Conquistar territórios no comércio exterior pode não ser tão fácil como em um jogo de tabuleiro, mas a tarefa exige, da mesma maneira, que as jogadas sejam certeiras. Em um ambiente de negócios pouco favorável como o atual, marcado pela retração econômica em países desenvolvidos e as barreiras impostas por tradicionais compradores. Diante desse cenário, diversificar parceiros surge como a estratégia ideal para avançar na partida e evitar prejuízos. Atentos a isso, alguns setores produtivos do Rio Grande do Sul têm buscado clientes em regiões até então pouco exploradas.

“Em uma situação de crise, onde alguns dos nossos compradores habituais adotam medidas para reduzir as importações, é fundamental criar alternativas. E, ultimamente, novos destinos estão surgindo na pauta exportadora gaúcha”, analisa Guilherme Risco, economista da Fundação de Economia e Estatística (FEE). Nos últimos cinco anos, a turbulência que afetou variadas nações apenas acelerou algumas mudanças. Desde 2009, segundo as estatísticas do Ministério do Desenvolvimento, Indústria e Comércio Exterior (Mdic), a China tomou a liderança na demanda por produtos gaúchos. Enquanto isso, as vendas para Argentina e Estados Unidos, dois grandes fregueses históricos, vêm sofrendo abalos.

REGISTROS FORNECIDOS:
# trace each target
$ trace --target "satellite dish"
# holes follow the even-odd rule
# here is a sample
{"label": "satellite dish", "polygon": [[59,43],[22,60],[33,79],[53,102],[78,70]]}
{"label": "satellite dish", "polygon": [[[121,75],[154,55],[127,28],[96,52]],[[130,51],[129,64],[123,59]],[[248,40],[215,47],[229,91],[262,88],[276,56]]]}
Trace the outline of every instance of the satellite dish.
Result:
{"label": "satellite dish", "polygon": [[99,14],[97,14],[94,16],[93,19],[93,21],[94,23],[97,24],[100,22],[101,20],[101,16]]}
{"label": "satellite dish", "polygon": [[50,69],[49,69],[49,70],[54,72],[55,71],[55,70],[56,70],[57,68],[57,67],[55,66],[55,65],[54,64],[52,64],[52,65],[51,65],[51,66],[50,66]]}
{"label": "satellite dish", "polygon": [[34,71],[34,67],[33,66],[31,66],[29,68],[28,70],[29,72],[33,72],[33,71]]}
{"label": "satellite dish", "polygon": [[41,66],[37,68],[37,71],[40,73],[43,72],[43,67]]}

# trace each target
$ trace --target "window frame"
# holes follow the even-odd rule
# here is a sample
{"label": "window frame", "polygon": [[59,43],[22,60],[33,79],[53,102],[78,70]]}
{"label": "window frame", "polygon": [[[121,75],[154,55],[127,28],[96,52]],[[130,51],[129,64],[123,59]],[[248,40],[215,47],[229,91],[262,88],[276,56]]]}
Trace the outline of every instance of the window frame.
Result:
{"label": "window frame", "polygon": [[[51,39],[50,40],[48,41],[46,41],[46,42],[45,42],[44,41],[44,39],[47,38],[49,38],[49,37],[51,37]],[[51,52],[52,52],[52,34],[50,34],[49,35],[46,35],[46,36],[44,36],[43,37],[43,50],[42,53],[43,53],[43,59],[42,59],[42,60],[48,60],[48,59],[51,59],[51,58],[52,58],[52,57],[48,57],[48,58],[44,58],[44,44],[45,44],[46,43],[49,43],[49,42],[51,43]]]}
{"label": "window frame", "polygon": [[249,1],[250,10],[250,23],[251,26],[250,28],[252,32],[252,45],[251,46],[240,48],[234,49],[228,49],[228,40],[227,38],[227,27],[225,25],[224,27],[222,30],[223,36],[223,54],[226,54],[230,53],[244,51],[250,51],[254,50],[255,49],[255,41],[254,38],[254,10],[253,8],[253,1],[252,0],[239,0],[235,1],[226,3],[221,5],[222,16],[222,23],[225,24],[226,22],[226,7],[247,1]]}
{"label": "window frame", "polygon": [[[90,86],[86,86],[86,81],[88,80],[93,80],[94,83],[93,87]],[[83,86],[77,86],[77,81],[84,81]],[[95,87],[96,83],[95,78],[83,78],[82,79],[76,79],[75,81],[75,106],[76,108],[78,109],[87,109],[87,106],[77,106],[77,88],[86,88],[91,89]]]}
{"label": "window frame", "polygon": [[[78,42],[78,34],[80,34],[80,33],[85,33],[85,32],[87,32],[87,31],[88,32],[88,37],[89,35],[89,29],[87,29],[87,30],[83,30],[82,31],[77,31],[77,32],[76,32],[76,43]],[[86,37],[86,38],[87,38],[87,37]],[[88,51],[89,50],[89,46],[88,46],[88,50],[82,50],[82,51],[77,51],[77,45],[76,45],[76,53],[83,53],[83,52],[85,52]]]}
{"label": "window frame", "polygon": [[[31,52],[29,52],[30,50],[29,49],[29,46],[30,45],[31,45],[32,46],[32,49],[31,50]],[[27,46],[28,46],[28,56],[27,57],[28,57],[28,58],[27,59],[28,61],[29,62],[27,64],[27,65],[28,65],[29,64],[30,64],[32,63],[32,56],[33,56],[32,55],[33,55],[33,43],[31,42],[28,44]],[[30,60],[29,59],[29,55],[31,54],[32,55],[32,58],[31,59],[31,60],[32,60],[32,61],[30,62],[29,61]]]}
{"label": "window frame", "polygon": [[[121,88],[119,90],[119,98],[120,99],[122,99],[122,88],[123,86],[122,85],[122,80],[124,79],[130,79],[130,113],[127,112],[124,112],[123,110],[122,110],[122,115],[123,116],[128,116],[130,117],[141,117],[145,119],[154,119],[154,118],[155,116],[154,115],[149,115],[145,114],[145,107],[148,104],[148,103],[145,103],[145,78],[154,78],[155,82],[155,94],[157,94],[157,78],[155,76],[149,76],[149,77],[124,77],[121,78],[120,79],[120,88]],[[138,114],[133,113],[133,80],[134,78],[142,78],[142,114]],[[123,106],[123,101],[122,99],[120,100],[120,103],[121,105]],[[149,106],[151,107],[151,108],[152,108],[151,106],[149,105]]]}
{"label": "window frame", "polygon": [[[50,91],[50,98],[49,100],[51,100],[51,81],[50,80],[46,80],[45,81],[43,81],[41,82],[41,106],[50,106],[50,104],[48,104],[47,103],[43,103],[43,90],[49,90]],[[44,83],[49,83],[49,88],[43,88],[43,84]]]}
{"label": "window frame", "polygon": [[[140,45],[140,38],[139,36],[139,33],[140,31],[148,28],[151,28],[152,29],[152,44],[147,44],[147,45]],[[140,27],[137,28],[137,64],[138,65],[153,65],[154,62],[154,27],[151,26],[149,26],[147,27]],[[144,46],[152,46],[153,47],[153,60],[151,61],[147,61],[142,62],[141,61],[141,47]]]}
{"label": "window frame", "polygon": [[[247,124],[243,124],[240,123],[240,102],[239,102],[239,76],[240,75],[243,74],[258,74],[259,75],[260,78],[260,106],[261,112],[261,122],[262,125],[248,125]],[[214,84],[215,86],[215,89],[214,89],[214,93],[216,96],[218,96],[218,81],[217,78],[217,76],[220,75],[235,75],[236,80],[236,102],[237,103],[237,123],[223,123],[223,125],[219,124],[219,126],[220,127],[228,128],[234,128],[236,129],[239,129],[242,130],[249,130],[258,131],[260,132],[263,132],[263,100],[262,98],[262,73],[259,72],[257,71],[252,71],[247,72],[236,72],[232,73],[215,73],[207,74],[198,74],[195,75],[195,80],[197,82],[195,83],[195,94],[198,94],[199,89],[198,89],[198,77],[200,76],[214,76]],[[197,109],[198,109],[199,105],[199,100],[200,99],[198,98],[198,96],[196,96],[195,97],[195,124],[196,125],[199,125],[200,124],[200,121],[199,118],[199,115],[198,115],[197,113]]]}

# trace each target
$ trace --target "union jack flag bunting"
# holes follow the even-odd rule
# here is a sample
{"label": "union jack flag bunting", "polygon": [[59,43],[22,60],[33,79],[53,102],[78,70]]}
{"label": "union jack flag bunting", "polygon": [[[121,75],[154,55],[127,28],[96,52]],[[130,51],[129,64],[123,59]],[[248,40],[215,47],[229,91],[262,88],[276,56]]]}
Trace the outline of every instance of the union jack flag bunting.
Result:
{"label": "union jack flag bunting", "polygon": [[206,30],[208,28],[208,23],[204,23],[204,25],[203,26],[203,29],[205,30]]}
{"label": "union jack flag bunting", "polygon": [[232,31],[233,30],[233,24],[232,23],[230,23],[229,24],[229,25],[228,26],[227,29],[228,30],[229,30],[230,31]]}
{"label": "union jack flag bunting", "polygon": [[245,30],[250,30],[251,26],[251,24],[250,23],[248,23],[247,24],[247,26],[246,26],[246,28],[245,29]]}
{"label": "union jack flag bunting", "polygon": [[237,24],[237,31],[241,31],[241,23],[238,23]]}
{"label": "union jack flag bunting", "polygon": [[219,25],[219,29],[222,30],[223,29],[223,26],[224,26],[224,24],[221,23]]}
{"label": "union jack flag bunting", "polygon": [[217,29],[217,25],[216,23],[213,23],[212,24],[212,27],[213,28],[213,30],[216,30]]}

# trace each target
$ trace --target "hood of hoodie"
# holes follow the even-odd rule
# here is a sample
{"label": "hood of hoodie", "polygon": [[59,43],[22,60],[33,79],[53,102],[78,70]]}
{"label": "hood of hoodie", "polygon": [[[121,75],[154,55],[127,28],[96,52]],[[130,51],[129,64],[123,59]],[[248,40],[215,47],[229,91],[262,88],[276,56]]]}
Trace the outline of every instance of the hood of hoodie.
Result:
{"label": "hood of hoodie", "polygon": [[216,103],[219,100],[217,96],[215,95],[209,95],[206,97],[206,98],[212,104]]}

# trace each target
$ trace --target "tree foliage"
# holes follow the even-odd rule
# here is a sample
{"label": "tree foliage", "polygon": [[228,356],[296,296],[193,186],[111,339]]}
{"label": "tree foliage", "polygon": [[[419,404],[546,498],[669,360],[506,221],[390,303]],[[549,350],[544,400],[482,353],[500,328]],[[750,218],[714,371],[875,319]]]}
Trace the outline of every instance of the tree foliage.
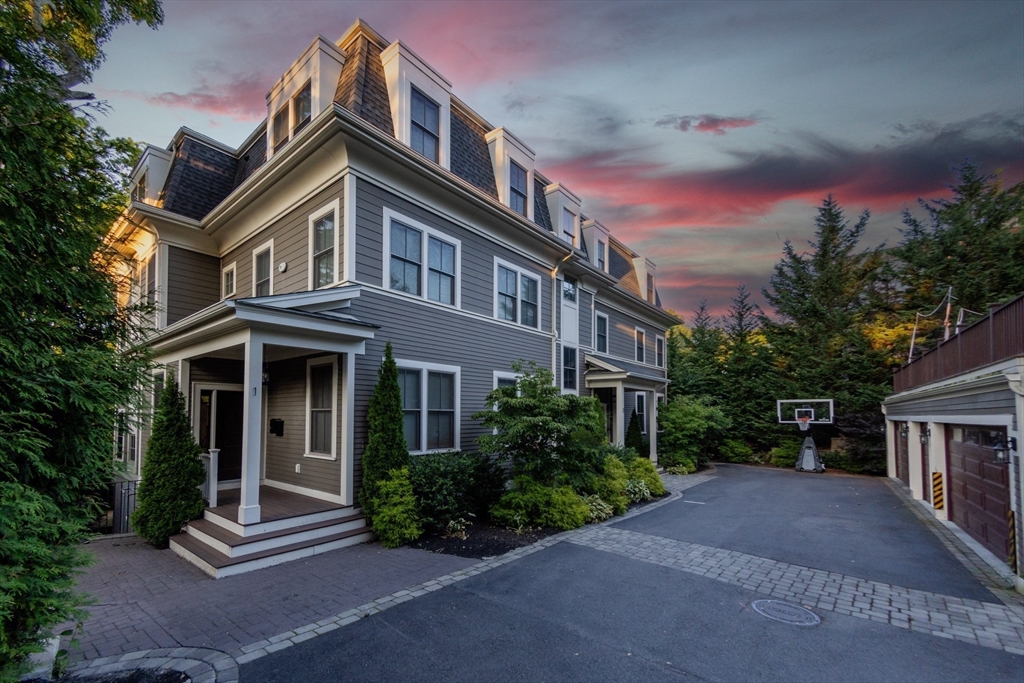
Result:
{"label": "tree foliage", "polygon": [[138,535],[158,548],[166,548],[168,539],[203,514],[199,486],[206,478],[206,468],[199,458],[201,453],[193,436],[185,397],[177,381],[169,379],[153,419],[131,520]]}
{"label": "tree foliage", "polygon": [[362,489],[359,502],[367,518],[373,521],[376,501],[380,499],[381,482],[392,471],[409,470],[409,447],[406,444],[401,412],[401,389],[398,387],[398,366],[394,361],[391,342],[384,347],[384,360],[377,372],[377,385],[370,397],[367,415],[367,447],[362,452]]}
{"label": "tree foliage", "polygon": [[135,147],[68,102],[155,0],[0,4],[0,678],[75,613],[80,541],[111,480],[113,407],[146,359],[103,242]]}

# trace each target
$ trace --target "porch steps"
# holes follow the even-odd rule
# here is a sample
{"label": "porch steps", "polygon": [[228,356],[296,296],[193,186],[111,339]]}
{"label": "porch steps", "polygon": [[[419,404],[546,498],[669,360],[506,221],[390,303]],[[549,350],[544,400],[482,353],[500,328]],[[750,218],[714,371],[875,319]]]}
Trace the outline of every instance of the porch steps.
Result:
{"label": "porch steps", "polygon": [[[362,515],[351,515],[351,517],[357,517],[357,519],[353,519],[351,521],[355,521],[361,525],[342,531],[328,533],[326,536],[307,538],[303,541],[294,543],[287,543],[288,540],[292,540],[292,533],[289,532],[282,533],[273,531],[267,535],[261,533],[259,536],[249,537],[246,539],[237,537],[231,541],[237,542],[241,539],[243,543],[236,543],[232,548],[249,545],[248,542],[260,537],[264,537],[262,541],[266,541],[267,539],[265,537],[267,536],[272,536],[272,539],[270,540],[284,539],[286,540],[287,545],[279,545],[233,557],[207,545],[204,541],[200,540],[200,537],[187,531],[185,533],[178,533],[177,536],[171,537],[170,546],[171,550],[174,551],[175,554],[195,564],[214,579],[223,579],[224,577],[231,577],[234,574],[245,573],[246,571],[262,569],[275,564],[291,562],[292,560],[297,560],[303,557],[309,557],[311,555],[326,553],[331,550],[337,550],[347,546],[355,546],[360,543],[372,541],[374,538],[373,530],[370,526],[365,524]],[[193,522],[189,522],[189,527],[191,526],[191,523]],[[307,524],[305,526],[315,526],[317,528],[331,528],[331,526],[337,526],[337,524],[332,524],[324,527],[321,526],[323,523],[324,522]],[[292,530],[294,529],[289,529],[289,531]],[[221,541],[220,543],[224,543],[224,541]]]}

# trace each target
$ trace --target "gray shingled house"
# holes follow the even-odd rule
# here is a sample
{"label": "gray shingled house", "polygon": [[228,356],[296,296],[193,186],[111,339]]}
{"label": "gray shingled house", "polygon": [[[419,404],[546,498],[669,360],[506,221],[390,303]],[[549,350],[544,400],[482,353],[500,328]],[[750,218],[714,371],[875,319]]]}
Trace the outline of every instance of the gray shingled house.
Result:
{"label": "gray shingled house", "polygon": [[[666,330],[655,265],[582,213],[535,154],[401,42],[317,37],[233,150],[182,128],[147,146],[112,228],[156,304],[210,507],[171,547],[215,577],[370,538],[355,507],[383,348],[414,454],[472,450],[470,416],[523,358],[597,396],[656,453]],[[119,449],[137,477],[144,430]],[[652,458],[655,456],[652,456]]]}

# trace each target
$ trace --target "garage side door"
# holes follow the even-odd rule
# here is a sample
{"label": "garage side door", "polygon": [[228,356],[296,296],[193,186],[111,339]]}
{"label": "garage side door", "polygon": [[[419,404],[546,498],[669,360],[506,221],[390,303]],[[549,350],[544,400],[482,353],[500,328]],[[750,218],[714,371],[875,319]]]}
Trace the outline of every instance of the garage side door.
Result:
{"label": "garage side door", "polygon": [[1006,430],[999,427],[954,427],[948,441],[950,513],[957,526],[991,550],[1009,556],[1009,466],[995,462],[990,447]]}

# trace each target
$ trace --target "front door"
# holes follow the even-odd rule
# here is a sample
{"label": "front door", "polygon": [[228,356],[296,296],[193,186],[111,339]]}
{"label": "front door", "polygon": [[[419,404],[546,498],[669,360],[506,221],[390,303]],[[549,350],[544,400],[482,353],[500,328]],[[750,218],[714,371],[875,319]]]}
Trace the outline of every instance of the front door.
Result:
{"label": "front door", "polygon": [[242,389],[197,390],[196,439],[205,453],[220,449],[217,481],[242,479]]}

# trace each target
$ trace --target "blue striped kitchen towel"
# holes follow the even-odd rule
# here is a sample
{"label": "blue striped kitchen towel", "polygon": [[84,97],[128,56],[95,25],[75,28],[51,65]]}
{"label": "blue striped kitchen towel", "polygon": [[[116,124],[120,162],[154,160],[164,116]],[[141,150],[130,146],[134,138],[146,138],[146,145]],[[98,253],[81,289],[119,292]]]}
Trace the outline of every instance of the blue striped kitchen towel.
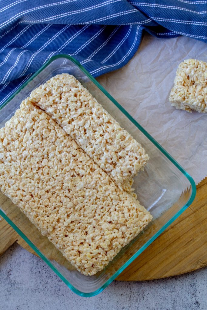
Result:
{"label": "blue striped kitchen towel", "polygon": [[126,64],[144,30],[207,40],[205,0],[1,0],[0,12],[0,105],[56,54],[97,77]]}

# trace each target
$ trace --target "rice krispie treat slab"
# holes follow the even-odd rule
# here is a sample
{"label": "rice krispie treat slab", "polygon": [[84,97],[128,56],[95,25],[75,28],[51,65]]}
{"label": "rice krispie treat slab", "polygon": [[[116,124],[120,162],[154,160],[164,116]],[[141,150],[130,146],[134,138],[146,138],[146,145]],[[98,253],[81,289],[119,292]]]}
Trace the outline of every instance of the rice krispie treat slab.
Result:
{"label": "rice krispie treat slab", "polygon": [[207,112],[207,63],[187,59],[179,65],[169,98],[172,105],[188,112]]}
{"label": "rice krispie treat slab", "polygon": [[152,218],[27,100],[0,130],[0,187],[85,275],[102,269]]}
{"label": "rice krispie treat slab", "polygon": [[130,190],[130,179],[149,157],[73,76],[56,75],[34,91],[30,99],[75,139],[117,184],[125,182],[124,188]]}

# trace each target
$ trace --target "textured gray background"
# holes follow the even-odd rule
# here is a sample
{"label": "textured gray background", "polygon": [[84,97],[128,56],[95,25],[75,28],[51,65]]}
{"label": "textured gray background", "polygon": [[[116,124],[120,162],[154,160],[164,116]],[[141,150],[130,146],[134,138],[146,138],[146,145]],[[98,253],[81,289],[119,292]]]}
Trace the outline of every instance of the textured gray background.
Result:
{"label": "textured gray background", "polygon": [[2,310],[206,310],[207,268],[165,279],[115,281],[91,298],[72,292],[40,259],[17,244],[0,257]]}

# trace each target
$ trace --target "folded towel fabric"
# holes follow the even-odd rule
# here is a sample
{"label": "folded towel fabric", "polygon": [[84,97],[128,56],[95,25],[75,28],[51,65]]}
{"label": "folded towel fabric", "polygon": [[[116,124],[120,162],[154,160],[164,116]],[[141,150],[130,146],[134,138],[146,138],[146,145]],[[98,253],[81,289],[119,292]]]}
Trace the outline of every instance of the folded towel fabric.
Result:
{"label": "folded towel fabric", "polygon": [[205,0],[2,0],[0,106],[52,56],[75,58],[95,77],[124,65],[143,30],[207,42]]}

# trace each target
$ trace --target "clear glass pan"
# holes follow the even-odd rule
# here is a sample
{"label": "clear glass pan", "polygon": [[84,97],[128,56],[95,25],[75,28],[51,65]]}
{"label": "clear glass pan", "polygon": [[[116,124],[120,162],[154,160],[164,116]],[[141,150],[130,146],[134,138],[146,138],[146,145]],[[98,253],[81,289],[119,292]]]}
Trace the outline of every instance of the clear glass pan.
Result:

OBJETIVO DO EXERCÍCIO: Por favor, continue o texto sobre as exportações gaúchas a partir do ponto em que ele termina. Os registros não são necessários para esta tarefa.

RESPOSTA À TAREFA:
As principais alterações, no entanto, passam longe do topo do ranking de destinos. Entre os dez mercados com maior evolução, verificam-se quatro asiáticos (Arábia Saudita, China, Taiwan e Vietnã), três africanos (Argélia, Egito e Nigéria), dois europeus (Eslovênia e França) e um latino-americano (Cuba). Excetuando-se o desempenho junto a chineses e franceses, que já tinham um lugar cativo nas relações comerciais do Rio Grande do Sul, os negócios para esse grupo saltaram de US$ 507,7 milhões, em 2007, para US$ 1,7 bilhão em 2011. O resultado supera com folga o volume de negociações com os Estados Unidos no ano passado, que atingiu US$ 1,3 bilhão.

No primeiro semestre de 2012, Coreia do Sul, Emirados Árabes Unidos e Índia se somaram à lista de emergentes. Em relação ao mesmo período de 2011, o volume transacionado com esses países somados passou de US$ 242,4 milhões para US$ 427,2 milhões, incremento de 76%. Além disso, nessa temporada, o continente africano gerou 9,1% dos US$ 8,5 bilhões captados até o momento. Em todo o ano de 2010, a parcela dessa zona no montante total comercializado era de 5,6%.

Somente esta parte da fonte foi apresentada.